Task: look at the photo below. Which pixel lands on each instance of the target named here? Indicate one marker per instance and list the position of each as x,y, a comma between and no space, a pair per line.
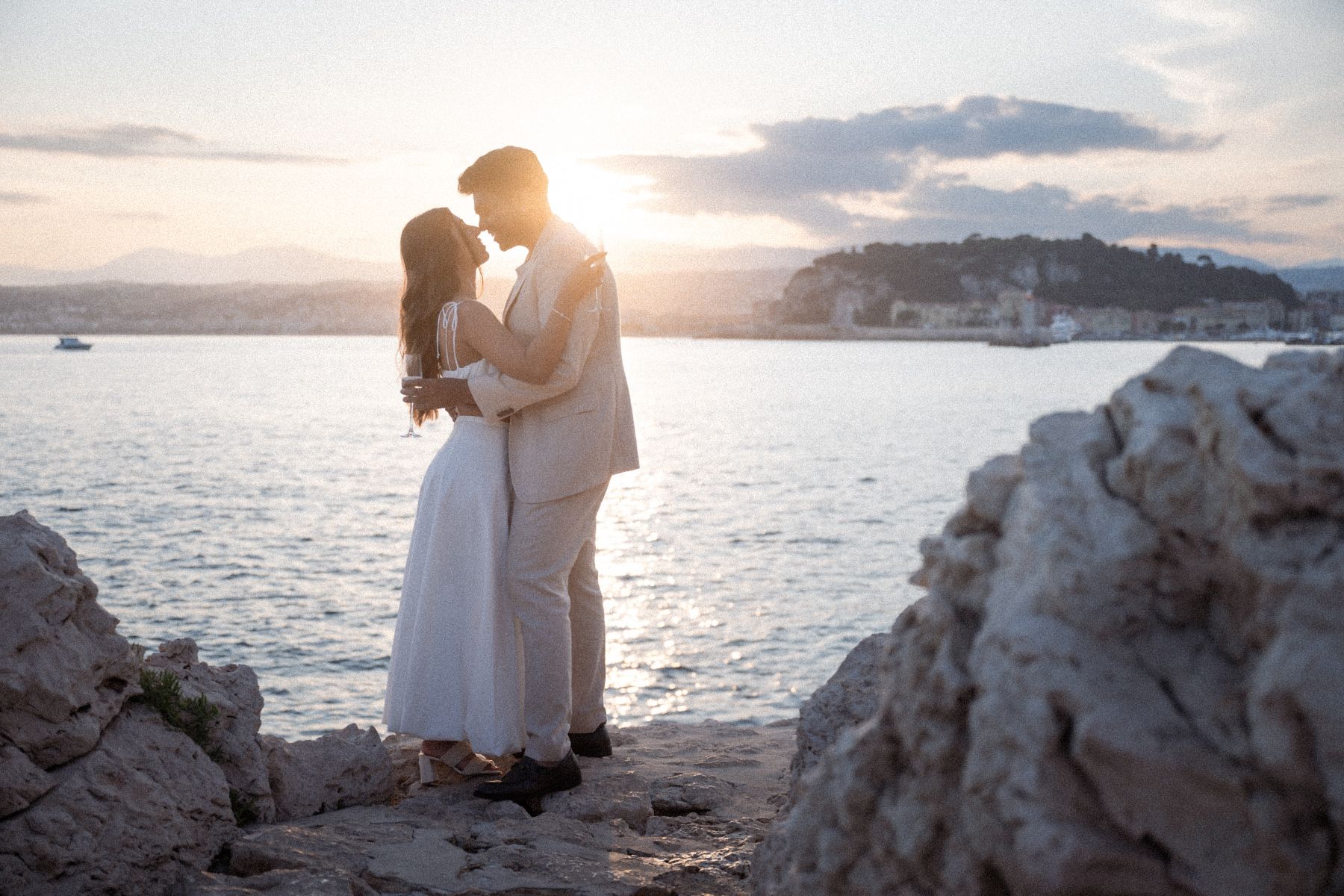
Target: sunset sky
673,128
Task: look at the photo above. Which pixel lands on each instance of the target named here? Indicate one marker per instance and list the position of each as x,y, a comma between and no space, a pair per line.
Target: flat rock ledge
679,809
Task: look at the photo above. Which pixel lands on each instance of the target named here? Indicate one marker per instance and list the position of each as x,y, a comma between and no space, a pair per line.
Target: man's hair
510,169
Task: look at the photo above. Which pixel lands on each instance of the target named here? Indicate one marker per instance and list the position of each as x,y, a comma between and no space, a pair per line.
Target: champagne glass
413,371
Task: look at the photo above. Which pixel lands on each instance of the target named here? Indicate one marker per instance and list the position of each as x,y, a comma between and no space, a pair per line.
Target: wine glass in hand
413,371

::::

**EXERCISE**
Retype the records in full. Do not carry over the images.

**ANSWER BELOW**
Task: look at the photo below. Which pixel lands on each instance of the target named here? Indicate one marker per instance and list the position of each as x,y, a comma between and no space, a pair per line.
Target: sunset sky
673,128
Task: look at the photo above. Which pixel lands on each instance of the target named here? Indicate one marker per instance and list the position of each as x,y, a comma between and no space, a pair per line.
Target: flat rock ledge
679,809
Task: look at the photo above. Which pixel lands on each instance of the target named here? Indicate one marker per instance and list the position of each as x,y, a comma between and no space, a pair per line.
Target: man's hair
510,169
Task: look at the photo above. Which pixel lands on each instance of the target named here? Indicate one marker per instance and list the position of each as x,y, a comma between and no space, a pair per line.
Target: champagne glass
413,371
Task: look at the photo above. Which pixel lands on each instance of the target named here? Indicate one marker per instance and list the position of each as x,y, a comma between and no space, a pair per line.
Target: wine glass in hand
413,371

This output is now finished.